* **EXERCISE A**: List every line of the records below that contains the word "instance".

* **SOURCE PASSAGE**:
** start **

His recordings of her football prowess grabbed the attention of various news outlets and the NFL as well.

She was famous.

Gordon has appeared on Good Morning America; tackled Marshall Faulk on the set of the NFL Network; huddled up with the San Francisco 49ers at practice; and been showered with praise from U.S women’s soccer titans, Abby Wambaugh and Mia Hamm.

Former NFL player, Super Bowl MVP and Heisman Trophy winner Desmond Howard, along with former 49er and Dolphin running back LaMichael James, both suggested she should win the Heisman Trophy.

Maybe in jest.

She was featured on a Wheaties cereal box, the first female football player ever to be so honored.

Company spokespeople explained, simply, that she was an inspiration to young girls.

Sniffing opportunity, the NFL practiced a little carpe diem.

Gordon was invited to attend Super Bowl XLVII in February 2014, as the guest of Commissioner Roger Goodell.

During the gala weekend, she was a ‘celebrity’ blogger for espnW; performed a skit with Alec Baldwin during the NFL Honors award show; attended the Commissioner’s press conference and media day; and watched the game in the Commissioner’s suite with a host of luminaries.

Gordon was also part of an NFL Evolution commercial which aired during the game.

In 2012 when she was nine — and suiting up for the first time — Sam played regularly against all-boys teams, competing against some who weighed twice what she did.

She compiled 25 touchdowns and 10 extra point conversions — 170 points — good for 1911 rushing yards and 8.2 yds/carry.

On defense, she recorded 65 tackles.

In 2015, her family founded and helped run an independent girls’ football league in Salt Lake — The Utah Girls Tackle Football League, the first all-girls tackle football league in the United States.

As of 2019, the league had 446 girls, ranging from fourth grade to twelfth grade, a large enough number to roster 24 teams.

Thirty-five percent of the girls represented minorities.

In June 2017, Gordon and her father, Brent, joined five other UGTFL players filing a Title IX lawsuit against three different Salt Lake City area school districts, in an effort to force them to offer female American football as a varsity sport.

** end **

* **DATASET ROWS**:
** start **

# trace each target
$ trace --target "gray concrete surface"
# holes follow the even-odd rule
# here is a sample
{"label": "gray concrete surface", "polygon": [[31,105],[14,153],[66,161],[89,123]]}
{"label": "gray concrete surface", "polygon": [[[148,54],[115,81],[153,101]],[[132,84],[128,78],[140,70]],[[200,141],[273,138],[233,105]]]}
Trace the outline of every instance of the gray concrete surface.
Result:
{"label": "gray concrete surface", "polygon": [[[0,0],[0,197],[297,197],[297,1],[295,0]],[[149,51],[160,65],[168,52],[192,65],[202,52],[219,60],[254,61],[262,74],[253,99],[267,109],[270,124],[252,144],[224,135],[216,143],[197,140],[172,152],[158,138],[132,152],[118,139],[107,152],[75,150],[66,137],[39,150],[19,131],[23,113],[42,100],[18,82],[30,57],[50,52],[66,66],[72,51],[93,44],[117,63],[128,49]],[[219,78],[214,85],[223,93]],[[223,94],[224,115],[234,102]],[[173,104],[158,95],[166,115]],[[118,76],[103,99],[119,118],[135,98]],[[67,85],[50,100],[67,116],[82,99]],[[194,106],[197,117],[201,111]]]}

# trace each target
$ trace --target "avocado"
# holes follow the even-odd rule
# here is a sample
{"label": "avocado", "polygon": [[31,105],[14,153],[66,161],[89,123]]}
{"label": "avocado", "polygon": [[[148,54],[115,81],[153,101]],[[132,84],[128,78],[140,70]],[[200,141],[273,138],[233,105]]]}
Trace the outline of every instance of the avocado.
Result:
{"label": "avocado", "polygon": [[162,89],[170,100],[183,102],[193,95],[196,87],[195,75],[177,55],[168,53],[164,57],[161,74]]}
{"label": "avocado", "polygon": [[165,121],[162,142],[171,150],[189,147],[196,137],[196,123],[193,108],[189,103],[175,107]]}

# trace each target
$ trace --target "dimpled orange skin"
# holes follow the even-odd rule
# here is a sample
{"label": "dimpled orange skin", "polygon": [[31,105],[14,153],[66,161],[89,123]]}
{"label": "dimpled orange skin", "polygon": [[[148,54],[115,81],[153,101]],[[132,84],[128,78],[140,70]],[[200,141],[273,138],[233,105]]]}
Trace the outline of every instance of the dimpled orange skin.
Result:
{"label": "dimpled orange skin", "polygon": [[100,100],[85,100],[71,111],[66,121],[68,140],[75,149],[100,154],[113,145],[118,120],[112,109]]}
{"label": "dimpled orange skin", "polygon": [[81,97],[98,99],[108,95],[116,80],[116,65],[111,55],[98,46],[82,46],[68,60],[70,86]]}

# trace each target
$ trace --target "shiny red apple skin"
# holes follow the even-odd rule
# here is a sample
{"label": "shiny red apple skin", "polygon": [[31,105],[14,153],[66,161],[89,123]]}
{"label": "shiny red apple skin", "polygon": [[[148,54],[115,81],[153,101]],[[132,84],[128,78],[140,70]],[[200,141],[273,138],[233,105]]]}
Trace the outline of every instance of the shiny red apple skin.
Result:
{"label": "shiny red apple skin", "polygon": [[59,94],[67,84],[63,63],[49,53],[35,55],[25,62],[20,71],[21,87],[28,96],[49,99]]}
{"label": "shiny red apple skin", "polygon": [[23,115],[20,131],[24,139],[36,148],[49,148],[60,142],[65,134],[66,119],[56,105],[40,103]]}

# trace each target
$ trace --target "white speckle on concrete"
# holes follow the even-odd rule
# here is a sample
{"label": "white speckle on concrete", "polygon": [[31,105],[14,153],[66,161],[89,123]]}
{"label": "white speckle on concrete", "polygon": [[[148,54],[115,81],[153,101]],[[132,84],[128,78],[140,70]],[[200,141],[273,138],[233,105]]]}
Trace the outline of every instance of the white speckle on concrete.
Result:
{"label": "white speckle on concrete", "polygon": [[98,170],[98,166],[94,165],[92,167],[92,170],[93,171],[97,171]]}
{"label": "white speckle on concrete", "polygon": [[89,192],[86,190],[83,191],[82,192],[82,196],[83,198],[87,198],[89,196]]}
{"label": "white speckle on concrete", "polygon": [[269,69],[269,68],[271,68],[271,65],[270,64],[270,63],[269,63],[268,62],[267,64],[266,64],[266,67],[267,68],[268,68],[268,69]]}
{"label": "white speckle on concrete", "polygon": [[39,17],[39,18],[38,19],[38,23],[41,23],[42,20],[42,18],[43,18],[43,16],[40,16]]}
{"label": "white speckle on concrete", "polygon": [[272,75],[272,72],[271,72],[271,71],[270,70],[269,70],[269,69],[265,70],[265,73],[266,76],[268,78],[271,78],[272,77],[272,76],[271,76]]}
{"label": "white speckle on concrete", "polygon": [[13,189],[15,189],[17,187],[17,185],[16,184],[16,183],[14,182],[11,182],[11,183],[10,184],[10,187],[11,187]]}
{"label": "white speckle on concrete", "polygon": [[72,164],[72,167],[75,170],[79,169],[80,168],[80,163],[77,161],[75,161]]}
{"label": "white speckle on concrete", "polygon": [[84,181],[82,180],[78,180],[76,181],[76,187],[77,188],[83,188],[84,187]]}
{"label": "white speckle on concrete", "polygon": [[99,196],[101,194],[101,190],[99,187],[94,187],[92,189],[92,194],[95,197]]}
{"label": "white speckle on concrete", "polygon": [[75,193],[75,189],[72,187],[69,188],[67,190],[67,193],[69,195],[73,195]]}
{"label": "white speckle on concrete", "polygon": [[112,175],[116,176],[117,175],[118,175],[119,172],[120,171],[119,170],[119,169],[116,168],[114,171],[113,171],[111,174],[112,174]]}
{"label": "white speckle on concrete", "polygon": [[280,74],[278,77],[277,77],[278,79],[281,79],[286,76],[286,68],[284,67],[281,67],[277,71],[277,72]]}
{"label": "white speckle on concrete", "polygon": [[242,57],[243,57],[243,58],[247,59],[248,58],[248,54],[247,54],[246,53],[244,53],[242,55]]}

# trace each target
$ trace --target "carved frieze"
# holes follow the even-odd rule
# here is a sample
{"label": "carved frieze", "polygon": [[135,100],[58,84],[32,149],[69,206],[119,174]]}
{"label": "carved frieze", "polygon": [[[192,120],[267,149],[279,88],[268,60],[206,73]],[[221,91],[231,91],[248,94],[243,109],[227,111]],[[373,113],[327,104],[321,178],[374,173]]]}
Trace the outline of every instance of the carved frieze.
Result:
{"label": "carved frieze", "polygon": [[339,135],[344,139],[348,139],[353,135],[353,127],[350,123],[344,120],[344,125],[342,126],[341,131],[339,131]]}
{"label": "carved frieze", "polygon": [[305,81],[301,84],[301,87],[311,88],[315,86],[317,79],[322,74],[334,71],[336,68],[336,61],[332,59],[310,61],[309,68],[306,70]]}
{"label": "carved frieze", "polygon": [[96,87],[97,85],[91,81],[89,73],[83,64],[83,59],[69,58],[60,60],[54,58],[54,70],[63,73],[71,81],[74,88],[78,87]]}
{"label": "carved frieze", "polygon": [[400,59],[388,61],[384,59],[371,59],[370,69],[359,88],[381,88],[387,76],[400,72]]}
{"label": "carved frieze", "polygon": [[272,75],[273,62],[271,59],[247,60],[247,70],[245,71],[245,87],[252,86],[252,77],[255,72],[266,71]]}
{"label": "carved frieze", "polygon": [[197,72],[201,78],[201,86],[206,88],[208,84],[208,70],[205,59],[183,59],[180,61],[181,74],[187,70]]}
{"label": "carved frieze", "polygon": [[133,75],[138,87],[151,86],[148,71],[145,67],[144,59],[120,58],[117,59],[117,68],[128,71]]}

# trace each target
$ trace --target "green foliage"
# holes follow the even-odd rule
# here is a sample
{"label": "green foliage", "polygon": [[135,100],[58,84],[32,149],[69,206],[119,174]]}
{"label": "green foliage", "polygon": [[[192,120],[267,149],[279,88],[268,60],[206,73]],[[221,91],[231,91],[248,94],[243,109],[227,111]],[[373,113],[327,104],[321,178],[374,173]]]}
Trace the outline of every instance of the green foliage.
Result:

** end **

* **EXERCISE B**: Set down, word for word, the stretch of the Sam Gordon passage above from "Company spokespeople explained, simply, that" through "during the game.".

* **TASK OUTPUT A**:
Trace the outline of every instance of the gray concrete surface.
Trace the outline of every instance of the avocado.
Trace the outline of every instance of the dimpled orange skin.
Trace the outline of every instance of the shiny red apple skin.
Trace the outline of every instance of the white speckle on concrete.
Trace the outline of every instance of the carved frieze.
Trace the outline of every instance of the green foliage.

* **TASK OUTPUT B**:
Company spokespeople explained, simply, that she was an inspiration to young girls.

Sniffing opportunity, the NFL practiced a little carpe diem.

Gordon was invited to attend Super Bowl XLVII in February 2014, as the guest of Commissioner Roger Goodell.

During the gala weekend, she was a ‘celebrity’ blogger for espnW; performed a skit with Alec Baldwin during the NFL Honors award show; attended the Commissioner’s press conference and media day; and watched the game in the Commissioner’s suite with a host of luminaries.

Gordon was also part of an NFL Evolution commercial which aired during the game.